• **EXCERPTED TEXT**
┌──

As outlined in the reﬂective-impulsive model of Strack and Deutsch (2004), behaviour is controlled by distinct, but interacting, systems: the reﬂective system and the impulsive system. The reﬂective system involves conscious decision processes assessed with explicit measures, whereas the impulsive system involves more unconscious associative processes assessed with implicit measures. Both of these cognitive processes are said to independently affect behaviour (Strack & Deutsch, 2004).
To tap into the impulsive system and index associative processes, in the current set of studies, we used an OE measure from the substance use literature and adapted it for use with gamblers, the Gambling Behaviour Outcome Association Task (G-BOAT). The original BOAT was developed for alcohol research: Stacy, Leigh, and Weingardt (1994) theorized that repeated pairings of alcohol use behaviour with positive outcomes lead to those associations being more readily accessible in memory. Consistent with this prediction, Stacy and colleagues (1994) showed that more alcohol-related responses generated on the BOAT were associated with greater self-reported alcohol use. This ﬁnding was replicated and extended in a prospective study, with more alcohol-related responses on the BOAT predicting future alcohol use (Stacy, 1997).

└──

• **PROVIDED INFORMATION**
┌──

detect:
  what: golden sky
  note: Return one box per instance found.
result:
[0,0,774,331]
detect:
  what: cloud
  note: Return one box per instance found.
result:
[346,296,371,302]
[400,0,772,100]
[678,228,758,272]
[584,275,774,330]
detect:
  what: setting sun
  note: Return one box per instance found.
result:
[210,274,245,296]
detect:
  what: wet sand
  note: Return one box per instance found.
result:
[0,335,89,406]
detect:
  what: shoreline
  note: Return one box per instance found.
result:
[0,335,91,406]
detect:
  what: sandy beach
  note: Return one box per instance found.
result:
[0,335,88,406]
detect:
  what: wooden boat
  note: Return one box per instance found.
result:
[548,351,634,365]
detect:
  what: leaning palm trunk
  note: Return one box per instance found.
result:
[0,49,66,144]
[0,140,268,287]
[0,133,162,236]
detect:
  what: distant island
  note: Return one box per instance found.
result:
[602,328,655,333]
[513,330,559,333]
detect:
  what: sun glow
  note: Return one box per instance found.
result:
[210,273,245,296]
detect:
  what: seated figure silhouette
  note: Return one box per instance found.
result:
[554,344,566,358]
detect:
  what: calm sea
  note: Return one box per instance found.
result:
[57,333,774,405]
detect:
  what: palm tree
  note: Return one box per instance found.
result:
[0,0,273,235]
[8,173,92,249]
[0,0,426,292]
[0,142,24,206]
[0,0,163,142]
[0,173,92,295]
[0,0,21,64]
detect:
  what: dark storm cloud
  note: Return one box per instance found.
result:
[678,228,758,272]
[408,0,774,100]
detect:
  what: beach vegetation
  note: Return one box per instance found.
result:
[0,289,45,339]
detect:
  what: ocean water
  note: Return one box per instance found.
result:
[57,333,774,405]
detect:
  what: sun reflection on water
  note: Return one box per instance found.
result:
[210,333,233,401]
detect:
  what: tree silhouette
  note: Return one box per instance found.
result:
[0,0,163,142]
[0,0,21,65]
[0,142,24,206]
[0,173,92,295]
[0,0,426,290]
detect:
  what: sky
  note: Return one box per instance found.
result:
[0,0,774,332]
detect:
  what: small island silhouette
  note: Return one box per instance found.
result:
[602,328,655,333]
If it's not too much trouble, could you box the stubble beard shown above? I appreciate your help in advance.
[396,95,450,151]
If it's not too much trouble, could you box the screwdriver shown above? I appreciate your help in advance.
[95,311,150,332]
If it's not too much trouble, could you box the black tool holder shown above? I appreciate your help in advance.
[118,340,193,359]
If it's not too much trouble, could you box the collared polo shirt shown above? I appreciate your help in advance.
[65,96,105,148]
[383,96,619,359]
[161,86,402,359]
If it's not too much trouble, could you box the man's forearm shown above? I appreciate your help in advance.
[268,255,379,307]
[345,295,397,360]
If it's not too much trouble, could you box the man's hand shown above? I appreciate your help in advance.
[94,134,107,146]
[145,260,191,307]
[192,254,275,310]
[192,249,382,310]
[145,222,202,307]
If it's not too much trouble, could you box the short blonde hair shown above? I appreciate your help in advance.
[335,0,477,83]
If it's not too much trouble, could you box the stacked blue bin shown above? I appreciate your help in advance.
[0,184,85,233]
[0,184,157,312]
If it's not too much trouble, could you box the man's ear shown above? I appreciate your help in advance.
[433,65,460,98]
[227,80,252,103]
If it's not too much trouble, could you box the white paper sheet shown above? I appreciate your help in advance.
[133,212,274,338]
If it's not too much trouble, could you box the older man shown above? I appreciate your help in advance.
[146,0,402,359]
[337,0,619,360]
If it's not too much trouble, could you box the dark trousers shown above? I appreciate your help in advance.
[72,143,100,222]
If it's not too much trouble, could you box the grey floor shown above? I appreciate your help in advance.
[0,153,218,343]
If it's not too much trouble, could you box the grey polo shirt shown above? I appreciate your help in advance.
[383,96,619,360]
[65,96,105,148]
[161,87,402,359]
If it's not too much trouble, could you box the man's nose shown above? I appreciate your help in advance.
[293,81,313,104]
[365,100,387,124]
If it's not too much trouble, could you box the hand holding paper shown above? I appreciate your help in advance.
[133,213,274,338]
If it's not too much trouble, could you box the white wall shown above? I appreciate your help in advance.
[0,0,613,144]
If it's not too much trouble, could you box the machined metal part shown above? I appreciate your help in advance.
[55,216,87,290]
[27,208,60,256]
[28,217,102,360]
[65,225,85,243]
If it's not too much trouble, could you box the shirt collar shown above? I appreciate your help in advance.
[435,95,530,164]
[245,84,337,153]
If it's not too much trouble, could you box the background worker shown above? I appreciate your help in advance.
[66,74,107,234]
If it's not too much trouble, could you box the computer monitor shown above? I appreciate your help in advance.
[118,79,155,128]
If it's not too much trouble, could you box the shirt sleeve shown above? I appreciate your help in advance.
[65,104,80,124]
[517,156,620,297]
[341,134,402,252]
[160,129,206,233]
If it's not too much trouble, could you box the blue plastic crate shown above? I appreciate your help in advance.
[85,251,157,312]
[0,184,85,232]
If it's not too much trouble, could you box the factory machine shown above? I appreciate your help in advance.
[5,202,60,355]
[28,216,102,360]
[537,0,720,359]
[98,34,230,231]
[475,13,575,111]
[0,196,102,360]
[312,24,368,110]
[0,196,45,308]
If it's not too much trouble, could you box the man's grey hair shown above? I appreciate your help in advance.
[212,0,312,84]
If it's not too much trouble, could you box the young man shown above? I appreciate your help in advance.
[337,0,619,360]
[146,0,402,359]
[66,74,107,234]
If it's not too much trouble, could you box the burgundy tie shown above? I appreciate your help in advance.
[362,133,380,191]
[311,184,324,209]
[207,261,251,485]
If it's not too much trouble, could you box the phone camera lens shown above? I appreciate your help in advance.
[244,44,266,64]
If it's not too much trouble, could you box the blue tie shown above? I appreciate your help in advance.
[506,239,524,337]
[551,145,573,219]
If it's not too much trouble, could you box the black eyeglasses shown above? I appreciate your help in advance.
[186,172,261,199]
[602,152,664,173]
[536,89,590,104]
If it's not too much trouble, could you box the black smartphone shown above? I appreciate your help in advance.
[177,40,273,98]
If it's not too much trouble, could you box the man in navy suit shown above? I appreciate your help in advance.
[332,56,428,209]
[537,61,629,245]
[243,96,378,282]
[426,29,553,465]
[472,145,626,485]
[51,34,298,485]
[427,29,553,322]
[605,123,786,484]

└──

• **DIRECTIONS**
(1) Do the following statements agree with the text on the reflective-impulsive model above? For each, answer yes or no and quote the words of the text that decide it.
(a) The reflective system is assessed with implicit measures.
(b) The original BOAT was developed for alcohol research.
(c) In a prospective study, more alcohol-related responses on the BOAT predicted future alcohol use.
(2) Extend the text on the reflective-impulsive model above, starting after its final sentence.

• **REPLIES**
(1)
(a) No: "conscious decision processes assessed with explicit measures"
(b) Yes: "The original BOAT was developed for alcohol research"
(c) Yes: "with more alcohol-related responses on the BOAT predicting future alcohol use"

(2)
Consistent with the original alcohol BOAT, participants completing the G-BOAT are instructed to read outcome phrases (some potentially associated with gambling) and respond quickly with the ﬁrst behaviours or actions that come to mind. No mention of the target behaviour appears in the instructions. Thus, the task allows for free competition among behavioural associates of the ambiguous outcomes presented. Any outcome that has previously been associated with a behaviour (e.g., having fun while gambling) is expected to elicit a related response from memory. These associations may be activated by the presentation of an expected outcome, even without the individual’s conscious awareness of this association. If an individual repeatedly achieves a given outcome by engaging in a particular behaviour, then the memory association between the behaviour and the outcome is strengthened and should become highly accessible. Memory associations are established and strengthened through repetitive experiences with a target behaviour (Stacy, 1995, 1997), and the strength of established associations between a behaviour (e.g., gambling) and its outcomes determines whether a gambling-consistent cognitive state is easily activated (Stacy, 1995, 1997). After gambling-consistent associations are established, desiring a particular outcome (e.g., having fun) may automatically activate thoughts about gambling behaviour and elicit associated patterns of behaviour.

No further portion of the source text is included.